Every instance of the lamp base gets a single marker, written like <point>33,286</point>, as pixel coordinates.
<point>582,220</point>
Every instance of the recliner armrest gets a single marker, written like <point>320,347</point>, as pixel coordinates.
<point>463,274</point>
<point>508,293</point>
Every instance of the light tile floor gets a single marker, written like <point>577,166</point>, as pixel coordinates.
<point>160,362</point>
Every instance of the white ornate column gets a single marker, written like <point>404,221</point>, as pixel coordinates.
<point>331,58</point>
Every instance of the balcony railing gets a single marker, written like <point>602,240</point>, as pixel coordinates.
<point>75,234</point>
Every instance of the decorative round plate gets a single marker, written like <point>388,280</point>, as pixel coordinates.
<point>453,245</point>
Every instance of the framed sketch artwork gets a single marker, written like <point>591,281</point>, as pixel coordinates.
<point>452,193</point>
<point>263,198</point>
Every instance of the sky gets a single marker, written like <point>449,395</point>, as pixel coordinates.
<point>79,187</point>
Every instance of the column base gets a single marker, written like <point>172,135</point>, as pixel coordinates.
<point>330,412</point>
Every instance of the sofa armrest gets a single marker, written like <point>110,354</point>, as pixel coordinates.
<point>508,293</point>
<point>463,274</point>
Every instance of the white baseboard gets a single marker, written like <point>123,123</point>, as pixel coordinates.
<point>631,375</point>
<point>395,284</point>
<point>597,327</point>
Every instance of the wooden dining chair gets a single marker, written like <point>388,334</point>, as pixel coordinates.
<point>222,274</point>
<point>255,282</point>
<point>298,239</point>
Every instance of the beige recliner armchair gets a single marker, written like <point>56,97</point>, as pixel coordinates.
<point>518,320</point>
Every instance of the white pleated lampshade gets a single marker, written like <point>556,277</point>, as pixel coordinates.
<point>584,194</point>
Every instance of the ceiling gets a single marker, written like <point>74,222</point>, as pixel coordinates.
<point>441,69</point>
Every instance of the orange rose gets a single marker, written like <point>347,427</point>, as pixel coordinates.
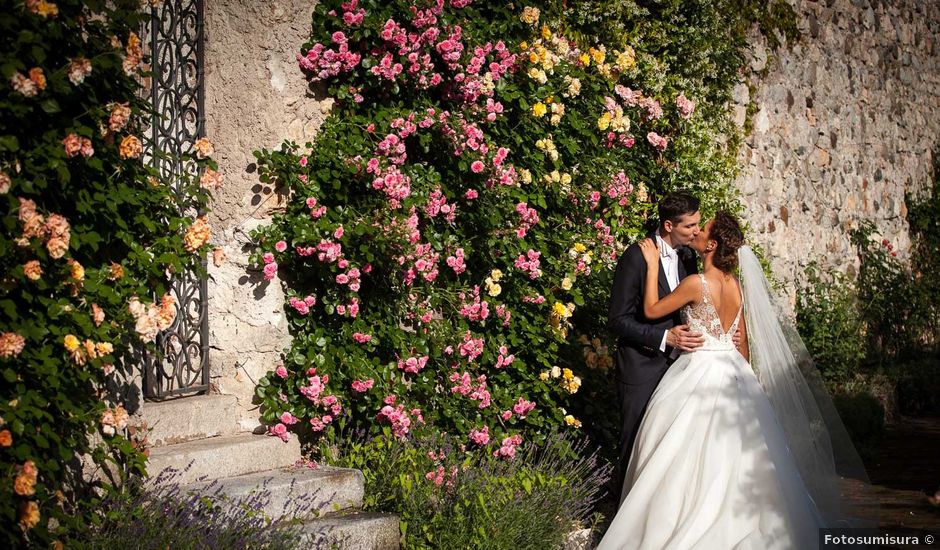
<point>203,148</point>
<point>73,145</point>
<point>32,270</point>
<point>29,515</point>
<point>25,482</point>
<point>120,114</point>
<point>130,147</point>
<point>197,235</point>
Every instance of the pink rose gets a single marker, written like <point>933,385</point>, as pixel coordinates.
<point>363,386</point>
<point>72,144</point>
<point>280,430</point>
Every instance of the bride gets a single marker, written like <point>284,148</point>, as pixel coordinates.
<point>712,467</point>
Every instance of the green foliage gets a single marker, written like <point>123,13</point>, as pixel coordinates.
<point>429,261</point>
<point>828,320</point>
<point>863,415</point>
<point>447,499</point>
<point>895,306</point>
<point>84,229</point>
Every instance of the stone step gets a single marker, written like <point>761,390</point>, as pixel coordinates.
<point>303,491</point>
<point>221,457</point>
<point>189,418</point>
<point>360,531</point>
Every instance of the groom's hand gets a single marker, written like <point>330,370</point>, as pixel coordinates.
<point>682,338</point>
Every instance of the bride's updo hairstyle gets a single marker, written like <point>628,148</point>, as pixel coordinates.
<point>727,234</point>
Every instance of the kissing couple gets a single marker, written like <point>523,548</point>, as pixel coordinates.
<point>728,438</point>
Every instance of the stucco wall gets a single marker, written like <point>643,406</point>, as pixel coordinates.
<point>255,98</point>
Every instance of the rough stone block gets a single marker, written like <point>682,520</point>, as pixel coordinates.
<point>221,457</point>
<point>189,418</point>
<point>363,531</point>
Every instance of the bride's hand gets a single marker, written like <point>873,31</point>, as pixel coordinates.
<point>650,252</point>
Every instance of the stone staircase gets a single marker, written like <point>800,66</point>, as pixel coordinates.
<point>197,436</point>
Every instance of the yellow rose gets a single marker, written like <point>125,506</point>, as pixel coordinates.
<point>104,348</point>
<point>71,342</point>
<point>626,60</point>
<point>530,15</point>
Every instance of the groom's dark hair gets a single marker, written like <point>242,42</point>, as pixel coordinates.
<point>677,204</point>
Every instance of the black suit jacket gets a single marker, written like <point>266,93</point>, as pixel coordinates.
<point>638,338</point>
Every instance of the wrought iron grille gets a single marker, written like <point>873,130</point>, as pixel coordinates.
<point>175,39</point>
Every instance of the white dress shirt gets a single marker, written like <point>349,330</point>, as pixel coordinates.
<point>669,259</point>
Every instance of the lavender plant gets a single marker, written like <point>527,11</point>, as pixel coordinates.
<point>166,515</point>
<point>447,498</point>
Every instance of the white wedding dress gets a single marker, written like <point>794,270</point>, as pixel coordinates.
<point>710,468</point>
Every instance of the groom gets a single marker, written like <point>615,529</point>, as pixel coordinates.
<point>646,347</point>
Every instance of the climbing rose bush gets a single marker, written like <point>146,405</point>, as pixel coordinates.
<point>89,237</point>
<point>448,245</point>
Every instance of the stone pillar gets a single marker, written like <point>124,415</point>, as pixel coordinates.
<point>847,121</point>
<point>255,98</point>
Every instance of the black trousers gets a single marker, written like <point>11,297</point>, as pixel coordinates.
<point>634,398</point>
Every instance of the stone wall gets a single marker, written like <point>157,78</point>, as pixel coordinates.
<point>255,98</point>
<point>845,125</point>
<point>847,121</point>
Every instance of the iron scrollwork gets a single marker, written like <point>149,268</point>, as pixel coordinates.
<point>175,39</point>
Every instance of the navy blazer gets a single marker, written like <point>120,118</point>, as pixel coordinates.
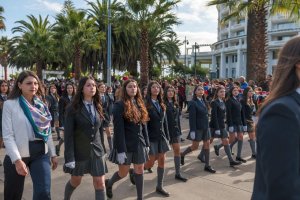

- _About this task_
Could the entries above be copied out exactly, with no pictures included?

- _Reply_
Every instance of the lamp base gets a single marker, written like <point>33,286</point>, as pixel coordinates.
<point>582,220</point>
Every instance of the recliner armrest gets a single marker, written like <point>320,347</point>, as pixel coordinates.
<point>463,274</point>
<point>508,293</point>
Every instance of the light tile floor gets a single marker, written like <point>577,166</point>, as pixel coordinates.
<point>160,362</point>
Every instance of the white ornate column gets a single marker, written like <point>404,221</point>, as pixel coordinates.
<point>331,58</point>
Every instance of the balcony railing gets a single marker, written like <point>602,240</point>, as pixel coordinates.
<point>75,234</point>
Every instance of the decorative round plate gets a single marker, written like <point>388,280</point>, as pixel coordinates.
<point>453,245</point>
Every instance of the framed sketch artwork gets a single marker, written like <point>591,281</point>, as pixel coordinates.
<point>452,193</point>
<point>263,198</point>
Every instance of the sky gets a single marker, written like <point>449,395</point>, as pixel coordinates.
<point>79,187</point>
Every instance of the column base gets a single marker, written like <point>172,135</point>, as pixel coordinates.
<point>330,412</point>
Every instance of the sofa armrest gets a single marker, written like <point>110,354</point>, as pixel coordinates.
<point>508,293</point>
<point>463,274</point>
Every instance of the white baseboard gets a single marker, written like <point>123,123</point>, as pixel coordinates.
<point>631,375</point>
<point>395,284</point>
<point>597,327</point>
Every instance of the wooden dining chair gets a single marker, written like <point>388,334</point>, as pixel coordinates.
<point>222,274</point>
<point>255,282</point>
<point>298,239</point>
Every instance of the beige recliner armchair gets a single marker, written like <point>56,97</point>, as pixel coordinates.
<point>518,320</point>
Every instance of the white pleated lampshade gets a single marker, written like <point>556,277</point>, as pixel coordinates.
<point>584,194</point>
Every instance of the ceiling gets a single marker, written like <point>74,222</point>, as pixel coordinates.
<point>441,69</point>
Every instance of the orange rose gets a single marker, written like <point>347,427</point>, as pixel coordinates.
<point>203,148</point>
<point>73,145</point>
<point>32,270</point>
<point>29,515</point>
<point>25,482</point>
<point>120,114</point>
<point>130,147</point>
<point>197,235</point>
Every instance of the pink rose gets a single marker, written like <point>933,385</point>, as pixel coordinates.
<point>363,386</point>
<point>72,144</point>
<point>280,430</point>
Every instance of the bride gets a single marker, written like <point>284,148</point>, as pixel coordinates.
<point>712,467</point>
Every instance of the green foliage gets a single marker, written like <point>123,13</point>, as pixel coordinates.
<point>429,261</point>
<point>828,320</point>
<point>863,415</point>
<point>447,499</point>
<point>895,306</point>
<point>84,229</point>
Every instance of the stone step gets a single marker, written like <point>761,390</point>, as pixel coordinates.
<point>303,491</point>
<point>221,457</point>
<point>189,418</point>
<point>360,531</point>
Every instance of the groom's hand gets a single marker, written like <point>330,370</point>, as pixel coordinates.
<point>682,338</point>
Every instance of the bride's updo hairstyle gets a single marker, written like <point>628,148</point>, as pixel coordinates.
<point>727,234</point>
Every instance of the kissing couple gets a single marker, written like <point>523,548</point>, as pixel coordinates.
<point>728,438</point>
Every instance of the stucco wall gets a single marker, written like <point>643,406</point>, as pixel coordinates.
<point>255,98</point>
Every instance of the rough stone block gets a single marker, written like <point>682,520</point>, as pixel coordinates.
<point>221,457</point>
<point>189,418</point>
<point>363,531</point>
Every instance of the bride's hand gets a single marker, written like <point>873,31</point>, as pixel coordinates.
<point>650,252</point>
Every instance of the stone staircase gets a single marker, written like <point>800,66</point>, as pixel coordinates.
<point>197,436</point>
Every instance of the yellow rose gets a single marker, written like <point>125,506</point>, as pixel coordinates.
<point>104,348</point>
<point>71,342</point>
<point>626,60</point>
<point>530,15</point>
Every instance of the groom's dark hair gets a single marker, written like <point>242,42</point>, as pixel coordinates.
<point>677,204</point>
Every instance of the black suit jacket gets a single marker, written like <point>266,93</point>, as pixel coordinates.
<point>638,338</point>
Every instance of the wrought iron grille gets a single marker, written like <point>873,130</point>, as pixel coordinates.
<point>175,39</point>
Every instance of the white dress shirt gets a single marker, written like <point>349,330</point>, as pixel coordinates.
<point>669,259</point>
Every instance of the lavender plant gets a single marker, written like <point>527,11</point>, as pixel coordinates.
<point>166,515</point>
<point>447,498</point>
Every instance of the white wedding dress gets a single marker, written like <point>794,270</point>, as pixel coordinates.
<point>710,468</point>
Every instance of the groom gets a single marker, written like <point>615,529</point>, as pixel coordinates.
<point>646,347</point>
Every instance of the climbing rose bush gets a single marker, written like <point>146,405</point>, as pixel coordinates.
<point>89,237</point>
<point>448,245</point>
Every instance of the stone pillar gets a single marker, written like <point>124,415</point>, as pixel coordinates.
<point>847,121</point>
<point>255,98</point>
Every instance of the black trousers gets a single marker, written like <point>11,297</point>, as pixel coordinates.
<point>634,398</point>
Every instance of the stone wall gets a single marker, written like <point>157,78</point>, as pixel coordinates.
<point>255,98</point>
<point>845,125</point>
<point>847,121</point>
Every instance of the iron scrollwork gets a single marker, written like <point>149,268</point>, as pixel coordinates.
<point>175,39</point>
Every instance of the navy blazer gets a single marker, written like <point>120,118</point>, as pixel coordinates.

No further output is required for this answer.